◆ Data section
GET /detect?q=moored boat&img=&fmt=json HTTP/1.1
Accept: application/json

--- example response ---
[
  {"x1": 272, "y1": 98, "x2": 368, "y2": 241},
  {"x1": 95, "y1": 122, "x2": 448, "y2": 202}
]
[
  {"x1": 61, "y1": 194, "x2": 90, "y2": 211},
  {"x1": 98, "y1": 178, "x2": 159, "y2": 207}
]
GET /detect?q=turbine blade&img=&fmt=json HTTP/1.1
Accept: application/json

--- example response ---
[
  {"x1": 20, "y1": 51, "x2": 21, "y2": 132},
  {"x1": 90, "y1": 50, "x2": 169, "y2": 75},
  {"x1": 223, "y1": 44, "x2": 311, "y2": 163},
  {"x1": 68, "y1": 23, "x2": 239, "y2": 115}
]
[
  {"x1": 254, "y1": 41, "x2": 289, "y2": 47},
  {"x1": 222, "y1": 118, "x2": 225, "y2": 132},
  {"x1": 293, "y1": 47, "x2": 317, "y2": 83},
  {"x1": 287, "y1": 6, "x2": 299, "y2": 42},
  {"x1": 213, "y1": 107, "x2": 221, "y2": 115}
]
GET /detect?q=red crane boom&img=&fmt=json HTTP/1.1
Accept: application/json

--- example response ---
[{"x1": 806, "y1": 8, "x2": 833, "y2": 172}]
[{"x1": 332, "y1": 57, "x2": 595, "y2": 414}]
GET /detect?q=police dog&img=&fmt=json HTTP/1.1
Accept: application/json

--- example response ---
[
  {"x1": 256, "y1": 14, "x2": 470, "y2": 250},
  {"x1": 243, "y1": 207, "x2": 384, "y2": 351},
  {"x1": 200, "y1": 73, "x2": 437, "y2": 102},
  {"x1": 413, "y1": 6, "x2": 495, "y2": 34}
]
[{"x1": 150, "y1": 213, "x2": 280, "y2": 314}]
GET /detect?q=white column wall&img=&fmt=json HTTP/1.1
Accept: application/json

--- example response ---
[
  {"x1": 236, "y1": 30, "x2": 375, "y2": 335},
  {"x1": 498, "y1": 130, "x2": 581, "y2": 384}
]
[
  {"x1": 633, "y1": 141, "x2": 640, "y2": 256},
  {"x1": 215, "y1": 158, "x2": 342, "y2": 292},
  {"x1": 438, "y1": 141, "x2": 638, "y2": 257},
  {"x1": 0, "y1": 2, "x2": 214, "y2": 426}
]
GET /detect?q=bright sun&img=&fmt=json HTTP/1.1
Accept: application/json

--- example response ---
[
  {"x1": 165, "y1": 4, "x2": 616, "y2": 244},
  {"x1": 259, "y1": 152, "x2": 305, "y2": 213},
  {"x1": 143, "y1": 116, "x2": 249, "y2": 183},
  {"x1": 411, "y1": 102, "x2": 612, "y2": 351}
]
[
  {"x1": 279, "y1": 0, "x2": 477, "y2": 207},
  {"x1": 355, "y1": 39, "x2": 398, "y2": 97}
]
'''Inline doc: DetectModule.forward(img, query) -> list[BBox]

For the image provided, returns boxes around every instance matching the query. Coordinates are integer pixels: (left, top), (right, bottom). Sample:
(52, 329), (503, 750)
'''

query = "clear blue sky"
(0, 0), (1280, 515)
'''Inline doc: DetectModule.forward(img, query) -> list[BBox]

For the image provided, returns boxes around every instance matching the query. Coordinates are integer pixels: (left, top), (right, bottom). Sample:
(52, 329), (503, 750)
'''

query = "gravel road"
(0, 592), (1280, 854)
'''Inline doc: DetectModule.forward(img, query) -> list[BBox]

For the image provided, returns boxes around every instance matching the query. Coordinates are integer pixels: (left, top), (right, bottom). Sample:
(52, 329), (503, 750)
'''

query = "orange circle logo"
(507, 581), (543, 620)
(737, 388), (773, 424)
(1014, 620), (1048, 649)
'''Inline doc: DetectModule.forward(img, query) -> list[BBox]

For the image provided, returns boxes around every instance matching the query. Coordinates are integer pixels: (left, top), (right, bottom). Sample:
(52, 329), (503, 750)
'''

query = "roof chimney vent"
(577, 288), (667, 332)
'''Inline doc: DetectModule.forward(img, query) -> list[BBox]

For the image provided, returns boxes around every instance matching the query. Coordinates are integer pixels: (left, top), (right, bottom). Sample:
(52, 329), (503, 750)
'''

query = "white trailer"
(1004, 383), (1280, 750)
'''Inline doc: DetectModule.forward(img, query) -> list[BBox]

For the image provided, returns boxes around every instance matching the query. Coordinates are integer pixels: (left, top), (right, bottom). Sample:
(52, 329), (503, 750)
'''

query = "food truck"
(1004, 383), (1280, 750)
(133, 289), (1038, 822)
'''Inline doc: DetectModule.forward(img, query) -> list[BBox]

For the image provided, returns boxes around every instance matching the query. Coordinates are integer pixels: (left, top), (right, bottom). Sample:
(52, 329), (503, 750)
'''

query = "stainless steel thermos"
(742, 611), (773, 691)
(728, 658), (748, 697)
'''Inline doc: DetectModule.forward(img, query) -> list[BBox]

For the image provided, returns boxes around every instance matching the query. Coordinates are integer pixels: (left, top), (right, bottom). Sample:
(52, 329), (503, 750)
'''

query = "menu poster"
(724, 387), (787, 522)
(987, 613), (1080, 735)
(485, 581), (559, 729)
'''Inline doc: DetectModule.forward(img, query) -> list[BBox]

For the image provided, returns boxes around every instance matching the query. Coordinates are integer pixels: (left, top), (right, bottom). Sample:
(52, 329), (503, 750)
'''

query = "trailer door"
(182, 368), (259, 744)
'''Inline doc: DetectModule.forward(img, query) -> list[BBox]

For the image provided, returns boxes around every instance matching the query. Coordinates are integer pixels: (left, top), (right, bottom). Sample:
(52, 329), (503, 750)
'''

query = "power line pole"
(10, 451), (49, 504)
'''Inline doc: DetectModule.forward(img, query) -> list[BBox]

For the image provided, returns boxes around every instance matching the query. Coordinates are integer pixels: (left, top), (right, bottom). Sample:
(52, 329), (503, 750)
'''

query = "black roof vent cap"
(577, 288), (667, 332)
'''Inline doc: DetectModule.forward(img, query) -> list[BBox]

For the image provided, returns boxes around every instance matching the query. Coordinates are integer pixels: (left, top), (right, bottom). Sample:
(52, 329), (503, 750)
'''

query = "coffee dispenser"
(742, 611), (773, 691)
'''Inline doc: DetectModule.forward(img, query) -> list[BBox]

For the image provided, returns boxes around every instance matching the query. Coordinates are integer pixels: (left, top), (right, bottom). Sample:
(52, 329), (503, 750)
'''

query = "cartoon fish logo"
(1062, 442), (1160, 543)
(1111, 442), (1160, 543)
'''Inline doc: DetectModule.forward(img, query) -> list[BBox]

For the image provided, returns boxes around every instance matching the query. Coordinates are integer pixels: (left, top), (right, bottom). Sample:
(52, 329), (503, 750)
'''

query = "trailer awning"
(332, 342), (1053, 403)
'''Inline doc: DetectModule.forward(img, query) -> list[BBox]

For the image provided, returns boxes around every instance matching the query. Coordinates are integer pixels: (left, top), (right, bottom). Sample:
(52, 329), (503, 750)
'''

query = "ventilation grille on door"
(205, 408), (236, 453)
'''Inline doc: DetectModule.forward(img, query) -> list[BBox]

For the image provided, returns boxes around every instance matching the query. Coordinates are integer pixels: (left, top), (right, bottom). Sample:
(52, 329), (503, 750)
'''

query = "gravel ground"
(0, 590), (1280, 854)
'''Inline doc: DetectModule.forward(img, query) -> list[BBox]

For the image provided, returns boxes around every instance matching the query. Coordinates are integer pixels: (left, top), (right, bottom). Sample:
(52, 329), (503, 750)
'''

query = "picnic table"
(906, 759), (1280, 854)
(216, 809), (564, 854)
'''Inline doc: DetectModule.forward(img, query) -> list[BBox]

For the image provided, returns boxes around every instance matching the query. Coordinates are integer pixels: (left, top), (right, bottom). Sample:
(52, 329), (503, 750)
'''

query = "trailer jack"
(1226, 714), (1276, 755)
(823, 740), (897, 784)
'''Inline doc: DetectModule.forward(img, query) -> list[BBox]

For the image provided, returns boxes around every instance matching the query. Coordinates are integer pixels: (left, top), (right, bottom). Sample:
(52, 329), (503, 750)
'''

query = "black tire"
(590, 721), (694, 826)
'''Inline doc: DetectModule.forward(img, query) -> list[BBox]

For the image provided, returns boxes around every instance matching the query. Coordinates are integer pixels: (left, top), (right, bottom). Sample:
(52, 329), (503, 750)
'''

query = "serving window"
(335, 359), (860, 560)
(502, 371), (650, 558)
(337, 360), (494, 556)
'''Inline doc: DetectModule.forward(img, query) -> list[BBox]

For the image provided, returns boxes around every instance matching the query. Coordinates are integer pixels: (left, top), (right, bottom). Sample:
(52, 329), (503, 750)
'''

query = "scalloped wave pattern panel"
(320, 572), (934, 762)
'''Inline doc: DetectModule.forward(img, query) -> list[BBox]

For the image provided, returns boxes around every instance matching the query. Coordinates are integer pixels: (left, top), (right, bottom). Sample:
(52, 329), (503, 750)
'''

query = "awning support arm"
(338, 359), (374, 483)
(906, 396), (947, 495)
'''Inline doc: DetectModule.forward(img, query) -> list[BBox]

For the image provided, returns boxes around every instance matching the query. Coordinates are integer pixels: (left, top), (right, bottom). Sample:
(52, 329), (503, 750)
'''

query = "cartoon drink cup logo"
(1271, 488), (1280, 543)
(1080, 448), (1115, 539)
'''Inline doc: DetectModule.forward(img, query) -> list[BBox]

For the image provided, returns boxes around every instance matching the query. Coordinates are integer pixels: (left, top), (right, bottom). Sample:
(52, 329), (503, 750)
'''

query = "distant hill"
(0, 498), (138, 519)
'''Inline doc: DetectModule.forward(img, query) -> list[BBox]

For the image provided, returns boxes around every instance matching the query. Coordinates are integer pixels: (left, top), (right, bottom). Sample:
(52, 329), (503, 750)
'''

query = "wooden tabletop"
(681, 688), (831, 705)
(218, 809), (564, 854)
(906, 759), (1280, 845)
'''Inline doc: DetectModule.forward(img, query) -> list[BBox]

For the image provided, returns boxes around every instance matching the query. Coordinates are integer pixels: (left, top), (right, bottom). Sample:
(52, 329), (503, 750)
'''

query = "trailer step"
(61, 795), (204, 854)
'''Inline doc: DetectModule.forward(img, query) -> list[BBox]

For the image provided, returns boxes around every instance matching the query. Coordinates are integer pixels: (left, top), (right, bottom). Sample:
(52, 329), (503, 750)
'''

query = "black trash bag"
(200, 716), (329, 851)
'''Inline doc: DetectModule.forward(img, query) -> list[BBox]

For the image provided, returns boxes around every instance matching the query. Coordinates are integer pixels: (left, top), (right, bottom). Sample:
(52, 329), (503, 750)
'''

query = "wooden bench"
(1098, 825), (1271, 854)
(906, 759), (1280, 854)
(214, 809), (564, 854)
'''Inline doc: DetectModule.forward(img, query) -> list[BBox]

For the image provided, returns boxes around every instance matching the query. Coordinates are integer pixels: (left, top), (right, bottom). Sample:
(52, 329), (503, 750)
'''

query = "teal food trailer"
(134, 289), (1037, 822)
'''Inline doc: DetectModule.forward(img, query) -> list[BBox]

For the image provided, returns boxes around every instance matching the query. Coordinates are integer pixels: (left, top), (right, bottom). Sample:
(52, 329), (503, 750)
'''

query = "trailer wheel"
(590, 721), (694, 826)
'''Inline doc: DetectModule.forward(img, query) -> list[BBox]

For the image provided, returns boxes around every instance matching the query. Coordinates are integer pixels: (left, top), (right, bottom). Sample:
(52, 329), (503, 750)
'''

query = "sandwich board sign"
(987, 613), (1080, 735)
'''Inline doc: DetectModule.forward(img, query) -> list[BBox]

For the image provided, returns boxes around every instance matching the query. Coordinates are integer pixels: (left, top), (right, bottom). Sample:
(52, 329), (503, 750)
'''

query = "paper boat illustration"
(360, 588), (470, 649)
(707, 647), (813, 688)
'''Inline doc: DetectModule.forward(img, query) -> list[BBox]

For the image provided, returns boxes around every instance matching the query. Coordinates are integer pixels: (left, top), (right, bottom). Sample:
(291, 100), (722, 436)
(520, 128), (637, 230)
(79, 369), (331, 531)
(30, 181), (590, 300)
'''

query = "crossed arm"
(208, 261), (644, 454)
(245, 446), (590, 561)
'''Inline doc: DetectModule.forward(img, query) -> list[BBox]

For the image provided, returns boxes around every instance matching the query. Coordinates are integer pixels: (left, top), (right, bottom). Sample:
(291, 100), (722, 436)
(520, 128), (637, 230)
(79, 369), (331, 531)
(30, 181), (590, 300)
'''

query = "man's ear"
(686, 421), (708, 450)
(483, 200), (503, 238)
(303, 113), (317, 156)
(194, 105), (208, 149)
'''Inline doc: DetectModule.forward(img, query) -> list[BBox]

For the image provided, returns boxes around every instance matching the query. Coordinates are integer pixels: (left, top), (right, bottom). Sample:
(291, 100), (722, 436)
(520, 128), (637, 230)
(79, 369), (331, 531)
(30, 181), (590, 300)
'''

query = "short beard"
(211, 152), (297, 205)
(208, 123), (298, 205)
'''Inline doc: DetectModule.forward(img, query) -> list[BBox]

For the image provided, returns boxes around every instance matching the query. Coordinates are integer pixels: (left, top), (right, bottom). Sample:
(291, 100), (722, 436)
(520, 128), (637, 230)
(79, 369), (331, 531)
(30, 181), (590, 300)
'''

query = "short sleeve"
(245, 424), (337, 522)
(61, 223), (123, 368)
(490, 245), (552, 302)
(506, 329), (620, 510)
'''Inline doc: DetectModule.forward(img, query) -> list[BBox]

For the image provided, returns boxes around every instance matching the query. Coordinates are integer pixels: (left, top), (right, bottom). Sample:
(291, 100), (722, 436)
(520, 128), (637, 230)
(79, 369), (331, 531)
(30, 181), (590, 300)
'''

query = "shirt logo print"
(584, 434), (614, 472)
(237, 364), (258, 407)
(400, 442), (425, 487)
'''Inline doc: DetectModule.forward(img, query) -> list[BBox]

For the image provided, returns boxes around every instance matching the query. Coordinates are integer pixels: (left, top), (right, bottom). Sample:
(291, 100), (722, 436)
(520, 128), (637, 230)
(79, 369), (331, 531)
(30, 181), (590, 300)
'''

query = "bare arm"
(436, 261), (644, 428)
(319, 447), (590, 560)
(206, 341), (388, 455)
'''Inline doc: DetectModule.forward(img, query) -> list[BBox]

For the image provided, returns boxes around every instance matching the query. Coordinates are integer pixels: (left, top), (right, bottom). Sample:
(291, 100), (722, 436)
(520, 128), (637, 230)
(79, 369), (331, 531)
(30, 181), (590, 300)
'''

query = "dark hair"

◆ Exercise task
Pick out every line in the records above that contains the word "short", and copy each one.

◆ Answer to this problem
query = "short beard"
query = "short sleeve"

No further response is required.